### Goal of the exercise
Reproduce everything in the article on paramilitary punishment attacks from "Similar beatings are" down to "republicans in west Belfast.", word for word.

### Document segment
--- START ---

Paramilitaries step up violence of `punishment' attacks

Over the past two years the authorities in Northern Ireland have noticed increasing violence in beatings by paramilitary organisations…

Over the past two years the authorities in Northern Ireland have noticed increasing violence in beatings by paramilitary organisations, particularly the IRA and Ulster Defence Association (UDA), which also calls itself the Ulster Freedom Fighters (UFF).

Typical of the new form of "punishments" is one administered by an IRA unit in the Bogside of Derry on Wednesday evening. At around 7 p.m. a gang of men forced their way into a house in Brewster Court and attacked a 19-year-old youth. They smashed his leg in several places with an iron bar and also struck him with considerable force on the arms and body.

The youth suffered severe chest injuries and one of his lungs collapsed. His recovery will take a long time and he is likely to be permanently handicapped.

This is typical of the type of injury that is being inflicted by the IRA and UDA in recent times. Police and medical sources say the paramilitaries are well aware that the type of injury inflicted by weapons such as metal bars, pickaxes, hammers and clubs - sometimes studded with nails - are significantly worse than injuries caused by hand guns.

READ MORE

The traditional "kneecapping", where a victim is shot in the knees or legs, rarely happens. The beatings being administered by the IRA and UDA now are designed to cripple victims permanently.

RUC sources say the beatings are being administered particularly to young people who are seen as challenging the authority of local IRA figures.

Some of the worst republican beatings are being administered in north Belfast. The local IRA commander, a man in his late 30s from Ardoyne, is said to insist on beatings that permanently cripple victims. His group was responsible for the near-fatal use of a pickaxe on a young man last month. He has suffered permanently disabling injuries.

Similar beatings are being administered by the IRA in west Belfast. According to local sources there, there is a growing sense among young car thieves and petty criminals that the IRA's authority is diminishing.

Last Sunday the "hoods", as they are known in west Belfast, stole more than a dozen cars parked around Casement GAA Park during the Ulster football semi-finals. This was interpreted locally as an explicit threat to the authority of the republicans in west Belfast.

Loyalist sources attribute the rise in punishment beatings and shootings to a different set of circumstances. They claim the violence is being administered by the UDA as part of a campaign to build up its presence in loyalist working-class areas.

The UDA has been challenging the authority of the other major loyalist paramilitary organisation, the Ulster Volunteer Force (UVF), in several areas. As part of this campaign, the UDA has significantly stepped up the number of punishment beatings and shootings. It has also engaged in other activities, such as the threat earlier this week to shoot Catholics who attack Protestant enclaves.

UDA figures are also suspected of being heavily involved in the trafficking of cannabis, ecstasy and amphetamines. According to sources, the UDA is asserting its authority through the increased use of violence to protect its trade in drugs. There is also a difference in the type of victim in the two communities. The IRA tends to target young men who are suspected of persistent petty crime or of deliberately challenging its authority. The victims in the loyalist community tend to be older and, according to sources in that community, are often targeted because they are rivals in the drugs trade or other criminal enterprises.

However, sources in republican areas say there are increasing indications that the IRA figures are moving away from paramilitarism into both licit and illicit business enterprises. Some highly motivated republicans have moved into dissident anti-agreement groups. Others have drifted into economic activity, some of which is criminal. Social security fraud - particularly the abuse of the disability living allowance scheme - cigarette smuggling and running licensed pubs and clubs are among the activities mentioned by republican sources.

--- END ---

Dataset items

--- START ---

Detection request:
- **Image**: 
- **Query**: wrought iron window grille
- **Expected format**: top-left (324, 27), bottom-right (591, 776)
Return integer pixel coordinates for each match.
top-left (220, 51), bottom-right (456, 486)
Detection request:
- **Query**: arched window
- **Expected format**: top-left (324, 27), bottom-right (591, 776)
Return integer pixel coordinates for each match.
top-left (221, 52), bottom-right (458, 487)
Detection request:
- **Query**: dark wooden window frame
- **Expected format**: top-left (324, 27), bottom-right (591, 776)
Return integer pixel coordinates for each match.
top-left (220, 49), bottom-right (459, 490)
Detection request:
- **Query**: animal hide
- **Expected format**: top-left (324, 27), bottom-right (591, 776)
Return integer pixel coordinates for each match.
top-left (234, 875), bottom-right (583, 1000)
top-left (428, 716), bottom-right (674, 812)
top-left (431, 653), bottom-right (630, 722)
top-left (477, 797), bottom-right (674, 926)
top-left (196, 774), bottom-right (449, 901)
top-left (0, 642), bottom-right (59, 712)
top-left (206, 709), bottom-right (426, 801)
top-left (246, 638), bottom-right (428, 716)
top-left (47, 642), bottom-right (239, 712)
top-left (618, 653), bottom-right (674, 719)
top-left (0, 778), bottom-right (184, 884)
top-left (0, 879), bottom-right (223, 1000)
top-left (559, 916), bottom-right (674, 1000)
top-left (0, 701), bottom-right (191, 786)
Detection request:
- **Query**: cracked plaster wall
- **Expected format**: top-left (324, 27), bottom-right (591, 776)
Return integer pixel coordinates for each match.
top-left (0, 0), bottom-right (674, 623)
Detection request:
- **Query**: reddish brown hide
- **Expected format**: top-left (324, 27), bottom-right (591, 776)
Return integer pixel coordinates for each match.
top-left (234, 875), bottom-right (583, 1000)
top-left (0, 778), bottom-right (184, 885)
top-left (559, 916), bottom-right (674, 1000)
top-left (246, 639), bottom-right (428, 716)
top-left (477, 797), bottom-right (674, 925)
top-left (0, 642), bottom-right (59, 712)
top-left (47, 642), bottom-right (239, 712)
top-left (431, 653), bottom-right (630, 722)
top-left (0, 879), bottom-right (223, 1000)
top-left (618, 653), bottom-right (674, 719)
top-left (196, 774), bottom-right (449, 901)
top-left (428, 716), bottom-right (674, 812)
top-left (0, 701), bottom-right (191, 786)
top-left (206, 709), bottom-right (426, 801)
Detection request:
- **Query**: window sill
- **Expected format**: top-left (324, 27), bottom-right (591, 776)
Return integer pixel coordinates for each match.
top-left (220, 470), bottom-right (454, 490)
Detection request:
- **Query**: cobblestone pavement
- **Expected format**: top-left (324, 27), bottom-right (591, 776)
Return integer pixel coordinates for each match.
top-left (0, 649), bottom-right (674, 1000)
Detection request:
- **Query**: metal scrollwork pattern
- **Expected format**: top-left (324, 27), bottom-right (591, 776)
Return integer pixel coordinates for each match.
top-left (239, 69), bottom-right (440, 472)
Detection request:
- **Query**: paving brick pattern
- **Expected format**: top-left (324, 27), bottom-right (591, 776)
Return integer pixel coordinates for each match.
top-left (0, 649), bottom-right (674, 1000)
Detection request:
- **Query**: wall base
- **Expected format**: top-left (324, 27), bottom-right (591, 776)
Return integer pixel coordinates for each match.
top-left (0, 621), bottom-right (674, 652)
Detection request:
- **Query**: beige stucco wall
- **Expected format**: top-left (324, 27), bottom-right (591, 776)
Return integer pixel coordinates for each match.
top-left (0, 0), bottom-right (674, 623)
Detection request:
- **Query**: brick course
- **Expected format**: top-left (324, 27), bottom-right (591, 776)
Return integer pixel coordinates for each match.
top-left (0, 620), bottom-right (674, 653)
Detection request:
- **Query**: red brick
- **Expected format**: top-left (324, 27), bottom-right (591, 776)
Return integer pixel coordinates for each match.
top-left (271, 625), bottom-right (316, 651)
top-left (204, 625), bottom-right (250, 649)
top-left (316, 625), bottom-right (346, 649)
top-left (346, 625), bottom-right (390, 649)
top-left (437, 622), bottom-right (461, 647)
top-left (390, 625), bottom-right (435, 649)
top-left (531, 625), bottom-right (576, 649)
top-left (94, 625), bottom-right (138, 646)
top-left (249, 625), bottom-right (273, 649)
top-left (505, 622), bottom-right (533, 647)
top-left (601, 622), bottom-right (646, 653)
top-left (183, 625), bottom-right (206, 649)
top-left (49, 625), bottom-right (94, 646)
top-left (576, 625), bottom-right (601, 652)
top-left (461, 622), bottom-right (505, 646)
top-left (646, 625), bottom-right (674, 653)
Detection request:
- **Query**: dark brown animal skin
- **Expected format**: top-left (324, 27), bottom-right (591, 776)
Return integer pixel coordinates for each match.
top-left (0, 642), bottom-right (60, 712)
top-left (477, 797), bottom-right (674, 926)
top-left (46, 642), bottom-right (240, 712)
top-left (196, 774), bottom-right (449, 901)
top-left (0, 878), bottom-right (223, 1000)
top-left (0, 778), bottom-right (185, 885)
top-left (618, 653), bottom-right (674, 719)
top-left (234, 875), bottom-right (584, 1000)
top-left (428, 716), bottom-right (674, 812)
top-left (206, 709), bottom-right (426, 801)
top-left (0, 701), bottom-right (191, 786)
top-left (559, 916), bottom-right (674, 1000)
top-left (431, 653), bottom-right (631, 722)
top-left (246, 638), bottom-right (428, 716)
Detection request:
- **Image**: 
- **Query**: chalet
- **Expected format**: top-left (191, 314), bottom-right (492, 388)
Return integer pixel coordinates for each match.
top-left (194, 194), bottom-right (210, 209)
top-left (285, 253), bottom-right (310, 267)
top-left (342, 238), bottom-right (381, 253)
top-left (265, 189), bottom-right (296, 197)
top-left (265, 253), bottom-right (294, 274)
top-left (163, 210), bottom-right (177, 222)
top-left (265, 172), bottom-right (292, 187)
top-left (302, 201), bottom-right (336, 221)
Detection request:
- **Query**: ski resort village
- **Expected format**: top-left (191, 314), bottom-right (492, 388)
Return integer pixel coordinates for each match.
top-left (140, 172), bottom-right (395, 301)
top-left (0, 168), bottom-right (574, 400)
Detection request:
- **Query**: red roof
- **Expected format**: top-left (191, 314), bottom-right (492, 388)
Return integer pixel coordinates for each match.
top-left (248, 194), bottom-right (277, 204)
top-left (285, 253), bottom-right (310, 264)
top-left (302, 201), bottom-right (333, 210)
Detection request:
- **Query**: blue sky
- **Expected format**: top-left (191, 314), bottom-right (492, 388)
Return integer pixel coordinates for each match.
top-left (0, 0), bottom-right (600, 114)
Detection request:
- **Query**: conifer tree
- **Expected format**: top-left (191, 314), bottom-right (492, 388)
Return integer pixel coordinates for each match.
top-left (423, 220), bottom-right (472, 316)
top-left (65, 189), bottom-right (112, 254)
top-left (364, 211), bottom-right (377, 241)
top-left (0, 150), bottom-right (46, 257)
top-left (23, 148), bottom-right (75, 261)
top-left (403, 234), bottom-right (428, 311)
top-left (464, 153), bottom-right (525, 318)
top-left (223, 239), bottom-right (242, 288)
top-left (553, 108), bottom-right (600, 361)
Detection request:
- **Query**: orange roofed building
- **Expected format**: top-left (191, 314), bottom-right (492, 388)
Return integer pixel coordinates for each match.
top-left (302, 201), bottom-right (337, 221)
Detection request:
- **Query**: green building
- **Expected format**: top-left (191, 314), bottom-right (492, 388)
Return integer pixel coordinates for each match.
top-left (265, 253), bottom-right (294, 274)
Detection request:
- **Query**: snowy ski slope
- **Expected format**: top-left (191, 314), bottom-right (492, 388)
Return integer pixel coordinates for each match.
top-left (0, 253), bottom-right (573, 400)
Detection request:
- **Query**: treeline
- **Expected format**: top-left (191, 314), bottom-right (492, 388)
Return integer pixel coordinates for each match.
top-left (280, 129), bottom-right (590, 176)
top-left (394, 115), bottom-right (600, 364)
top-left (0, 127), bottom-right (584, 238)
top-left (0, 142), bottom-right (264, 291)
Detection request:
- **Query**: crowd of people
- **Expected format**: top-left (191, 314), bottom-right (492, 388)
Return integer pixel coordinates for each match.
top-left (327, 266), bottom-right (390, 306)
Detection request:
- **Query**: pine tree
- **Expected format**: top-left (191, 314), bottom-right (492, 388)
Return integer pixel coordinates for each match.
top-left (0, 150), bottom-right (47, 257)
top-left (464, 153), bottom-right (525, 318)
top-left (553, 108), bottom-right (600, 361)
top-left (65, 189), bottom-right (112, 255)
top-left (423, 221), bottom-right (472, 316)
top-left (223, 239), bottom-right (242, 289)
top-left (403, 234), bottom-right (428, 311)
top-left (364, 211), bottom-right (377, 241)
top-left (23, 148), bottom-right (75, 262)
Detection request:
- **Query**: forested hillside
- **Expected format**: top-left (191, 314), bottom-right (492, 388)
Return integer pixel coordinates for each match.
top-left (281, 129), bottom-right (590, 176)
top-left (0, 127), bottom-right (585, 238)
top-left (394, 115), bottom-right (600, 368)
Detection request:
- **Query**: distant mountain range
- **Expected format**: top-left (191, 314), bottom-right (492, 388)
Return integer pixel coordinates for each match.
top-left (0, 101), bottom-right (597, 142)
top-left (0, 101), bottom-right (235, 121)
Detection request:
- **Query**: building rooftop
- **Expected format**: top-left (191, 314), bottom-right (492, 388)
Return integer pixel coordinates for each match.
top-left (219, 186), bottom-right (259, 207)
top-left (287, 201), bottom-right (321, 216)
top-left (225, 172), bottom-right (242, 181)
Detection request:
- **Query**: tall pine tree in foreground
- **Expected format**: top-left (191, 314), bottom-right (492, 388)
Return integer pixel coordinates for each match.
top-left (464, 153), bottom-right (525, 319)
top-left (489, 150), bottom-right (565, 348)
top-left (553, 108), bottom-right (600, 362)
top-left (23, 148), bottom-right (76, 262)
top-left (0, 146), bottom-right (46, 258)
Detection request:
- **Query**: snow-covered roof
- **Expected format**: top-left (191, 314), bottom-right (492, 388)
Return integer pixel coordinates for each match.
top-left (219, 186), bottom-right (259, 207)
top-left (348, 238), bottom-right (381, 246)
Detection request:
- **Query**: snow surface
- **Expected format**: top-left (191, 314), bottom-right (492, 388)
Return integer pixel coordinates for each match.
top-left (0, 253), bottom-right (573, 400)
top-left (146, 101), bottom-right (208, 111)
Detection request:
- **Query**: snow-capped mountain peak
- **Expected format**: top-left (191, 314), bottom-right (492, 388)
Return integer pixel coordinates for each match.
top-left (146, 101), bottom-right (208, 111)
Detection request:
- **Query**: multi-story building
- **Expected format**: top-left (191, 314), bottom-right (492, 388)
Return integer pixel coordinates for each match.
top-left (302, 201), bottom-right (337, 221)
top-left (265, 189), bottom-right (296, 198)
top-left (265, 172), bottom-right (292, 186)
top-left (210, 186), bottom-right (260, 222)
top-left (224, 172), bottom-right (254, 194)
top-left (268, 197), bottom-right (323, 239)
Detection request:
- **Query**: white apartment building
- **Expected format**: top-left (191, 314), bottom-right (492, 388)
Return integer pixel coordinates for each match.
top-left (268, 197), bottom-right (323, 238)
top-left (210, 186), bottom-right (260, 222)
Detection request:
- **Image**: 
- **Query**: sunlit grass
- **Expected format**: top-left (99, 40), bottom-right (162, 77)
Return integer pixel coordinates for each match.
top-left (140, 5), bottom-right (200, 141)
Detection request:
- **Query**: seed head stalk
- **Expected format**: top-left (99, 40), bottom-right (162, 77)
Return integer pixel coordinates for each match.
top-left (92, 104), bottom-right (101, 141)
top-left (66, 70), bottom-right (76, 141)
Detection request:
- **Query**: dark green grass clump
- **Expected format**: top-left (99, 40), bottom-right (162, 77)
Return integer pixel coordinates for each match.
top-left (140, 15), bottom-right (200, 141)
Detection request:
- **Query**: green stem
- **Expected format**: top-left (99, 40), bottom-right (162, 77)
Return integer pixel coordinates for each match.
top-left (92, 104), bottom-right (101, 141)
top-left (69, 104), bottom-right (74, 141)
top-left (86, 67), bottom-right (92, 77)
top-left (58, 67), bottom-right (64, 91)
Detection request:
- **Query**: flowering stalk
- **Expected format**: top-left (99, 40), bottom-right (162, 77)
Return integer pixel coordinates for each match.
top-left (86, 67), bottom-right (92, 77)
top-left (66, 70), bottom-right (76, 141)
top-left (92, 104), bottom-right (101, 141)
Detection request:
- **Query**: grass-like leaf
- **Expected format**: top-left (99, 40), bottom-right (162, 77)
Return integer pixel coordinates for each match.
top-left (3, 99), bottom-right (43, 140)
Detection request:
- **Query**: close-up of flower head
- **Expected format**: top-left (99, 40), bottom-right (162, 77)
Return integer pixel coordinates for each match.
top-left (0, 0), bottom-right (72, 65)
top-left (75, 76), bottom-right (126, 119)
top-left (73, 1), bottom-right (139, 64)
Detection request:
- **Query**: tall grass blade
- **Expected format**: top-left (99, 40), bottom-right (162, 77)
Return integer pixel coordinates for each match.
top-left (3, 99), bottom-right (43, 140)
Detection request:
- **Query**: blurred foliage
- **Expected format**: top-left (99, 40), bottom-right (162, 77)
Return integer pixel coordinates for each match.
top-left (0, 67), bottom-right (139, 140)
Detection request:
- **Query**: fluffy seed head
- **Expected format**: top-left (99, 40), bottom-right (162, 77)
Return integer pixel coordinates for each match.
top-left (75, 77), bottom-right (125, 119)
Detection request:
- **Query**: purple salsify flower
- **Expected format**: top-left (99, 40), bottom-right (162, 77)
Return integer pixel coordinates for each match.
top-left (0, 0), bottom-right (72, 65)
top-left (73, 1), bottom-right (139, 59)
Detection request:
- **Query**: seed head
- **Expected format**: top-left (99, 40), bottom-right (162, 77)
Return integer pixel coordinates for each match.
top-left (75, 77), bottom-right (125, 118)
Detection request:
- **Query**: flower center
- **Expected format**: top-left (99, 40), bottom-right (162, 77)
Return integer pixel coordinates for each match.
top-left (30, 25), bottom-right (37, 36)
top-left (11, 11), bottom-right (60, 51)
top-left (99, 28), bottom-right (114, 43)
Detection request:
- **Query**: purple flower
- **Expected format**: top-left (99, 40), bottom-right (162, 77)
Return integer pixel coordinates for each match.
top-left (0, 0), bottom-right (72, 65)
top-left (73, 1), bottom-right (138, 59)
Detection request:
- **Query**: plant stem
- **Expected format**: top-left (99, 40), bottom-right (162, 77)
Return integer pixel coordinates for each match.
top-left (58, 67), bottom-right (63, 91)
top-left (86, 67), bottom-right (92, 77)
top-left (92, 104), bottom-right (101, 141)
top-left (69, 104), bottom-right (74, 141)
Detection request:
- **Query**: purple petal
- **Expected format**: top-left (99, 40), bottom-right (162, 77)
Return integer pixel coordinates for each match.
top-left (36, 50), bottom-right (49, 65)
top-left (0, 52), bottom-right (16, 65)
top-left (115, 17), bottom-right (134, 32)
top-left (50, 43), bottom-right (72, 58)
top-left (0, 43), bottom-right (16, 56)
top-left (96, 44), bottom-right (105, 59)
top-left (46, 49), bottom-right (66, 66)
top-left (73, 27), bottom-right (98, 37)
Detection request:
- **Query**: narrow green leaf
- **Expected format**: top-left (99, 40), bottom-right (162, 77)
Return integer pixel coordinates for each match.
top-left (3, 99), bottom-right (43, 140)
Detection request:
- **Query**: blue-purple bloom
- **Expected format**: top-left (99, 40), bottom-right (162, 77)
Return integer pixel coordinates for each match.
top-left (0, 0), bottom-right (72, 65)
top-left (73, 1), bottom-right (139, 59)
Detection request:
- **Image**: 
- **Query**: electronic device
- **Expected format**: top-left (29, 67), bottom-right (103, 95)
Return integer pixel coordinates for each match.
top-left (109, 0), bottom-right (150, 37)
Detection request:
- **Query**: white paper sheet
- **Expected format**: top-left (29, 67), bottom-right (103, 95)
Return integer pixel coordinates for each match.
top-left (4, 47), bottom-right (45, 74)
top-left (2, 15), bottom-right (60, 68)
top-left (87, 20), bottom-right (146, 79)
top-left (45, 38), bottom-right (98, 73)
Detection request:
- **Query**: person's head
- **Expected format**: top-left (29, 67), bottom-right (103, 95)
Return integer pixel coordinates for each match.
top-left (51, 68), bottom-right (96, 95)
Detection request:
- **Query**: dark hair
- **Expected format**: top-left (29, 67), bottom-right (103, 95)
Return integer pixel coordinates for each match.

--- END ---

### Task output
Similar beatings are being administered by the IRA in west Belfast. According to local sources there, there is a growing sense among young car thieves and petty criminals that the IRA's authority is diminishing.

Last Sunday the "hoods", as they are known in west Belfast, stole more than a dozen cars parked around Casement GAA Park during the Ulster football semi-finals. This was interpreted locally as an explicit threat to the authority of the republicans in west Belfast.